Short task 1
List each line in the rows that includes the string "cliff".

Document segment
I need to implement on the server side(.NET Core) the ability to check the PDF document for the presence of Java Scripts. If there is a script there, then I need to inform user about it. Is it possible to do this without using paid libraries? I will be grateful for any ideas.
CodePudding user response:
Cross platform poppler utils is the simplest to use, There is no guarantee any means will find deliberately obscured JavaScript
pdfinfo -js filename.pdf
will output as plain text any standard embedded JavaScript, thus if the text looks obscured you can be forewarned of an oddity.
A common PDF with normal /JavaScript
entry will show up by simple plain text search.
for suspect or compressed file objects a simple extension is to use a pdf decompressor (Internal streams must be decompressed if required to show up any content as plain text) and text search for the /JavaScript
marker as here for example:-
<</S/JavaScript/JS(\n\r\n\r\n// T
However an article about say PDF exploitation could legitimately contain this text
Td [(/JavaScript)]TJ
and it is easy for JS to self-edit at run time so this would not be detected in such a simple manner /JavaScr##69pt
You may find of interest page 4 of https://web.archive.org/web/20150421225342if_/http://cs.gmu.edu:80/~astavrou/research/Daiping_dsn14.pdf
For a similar question (aimed at PHP) with variable answers see Find malicious PDF files using PHP validation?

Data lines
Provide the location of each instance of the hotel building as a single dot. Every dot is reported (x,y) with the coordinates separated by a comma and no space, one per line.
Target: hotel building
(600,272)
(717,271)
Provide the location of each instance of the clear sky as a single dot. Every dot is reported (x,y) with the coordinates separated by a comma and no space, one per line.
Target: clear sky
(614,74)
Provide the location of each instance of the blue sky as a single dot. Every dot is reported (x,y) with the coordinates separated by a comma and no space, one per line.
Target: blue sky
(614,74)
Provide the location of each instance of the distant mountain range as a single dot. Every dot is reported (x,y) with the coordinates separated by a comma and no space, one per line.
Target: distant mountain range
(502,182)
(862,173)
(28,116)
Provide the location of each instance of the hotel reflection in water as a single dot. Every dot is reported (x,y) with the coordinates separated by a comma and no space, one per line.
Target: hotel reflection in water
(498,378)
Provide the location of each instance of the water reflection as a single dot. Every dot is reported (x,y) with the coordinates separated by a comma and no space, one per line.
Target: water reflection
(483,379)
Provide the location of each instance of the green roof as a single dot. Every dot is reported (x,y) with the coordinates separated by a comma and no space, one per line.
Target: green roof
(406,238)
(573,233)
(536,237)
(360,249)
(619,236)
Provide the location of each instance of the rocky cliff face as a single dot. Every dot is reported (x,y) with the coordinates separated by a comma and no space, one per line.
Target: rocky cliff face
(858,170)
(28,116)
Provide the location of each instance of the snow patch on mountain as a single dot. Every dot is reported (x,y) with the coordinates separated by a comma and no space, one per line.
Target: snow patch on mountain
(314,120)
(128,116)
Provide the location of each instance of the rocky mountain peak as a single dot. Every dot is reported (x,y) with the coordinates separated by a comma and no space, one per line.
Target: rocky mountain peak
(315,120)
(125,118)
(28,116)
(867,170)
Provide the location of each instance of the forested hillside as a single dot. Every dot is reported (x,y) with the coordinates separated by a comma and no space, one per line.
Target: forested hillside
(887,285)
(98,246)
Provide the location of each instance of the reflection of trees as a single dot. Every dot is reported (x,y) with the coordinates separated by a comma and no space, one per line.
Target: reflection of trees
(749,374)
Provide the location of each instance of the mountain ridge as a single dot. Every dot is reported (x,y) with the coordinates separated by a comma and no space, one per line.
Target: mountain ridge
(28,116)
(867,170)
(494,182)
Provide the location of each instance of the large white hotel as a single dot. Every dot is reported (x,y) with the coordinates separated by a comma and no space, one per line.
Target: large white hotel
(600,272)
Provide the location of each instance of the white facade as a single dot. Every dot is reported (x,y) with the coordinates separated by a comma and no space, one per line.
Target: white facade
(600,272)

Short task 2
Answer these about the thread on detecting JavaScript in PDF files:
(a) On what server-side platform does the asker need to implement the check?
(b) What command does the reply give for printing any standard embedded JavaScript as plain text?
(c) Which page of the linked paper does the reply say may be of interest?

Full output 1
Provide the location of each instance of the rocky cliff face as a single dot. Every dot is reported (x,y) with the coordinates separated by a comma and no space, one per line.
Target: rocky cliff face

Full output 2
(a) .NET Core
(b) pdfinfo -js filename.pdf
(c) Page 4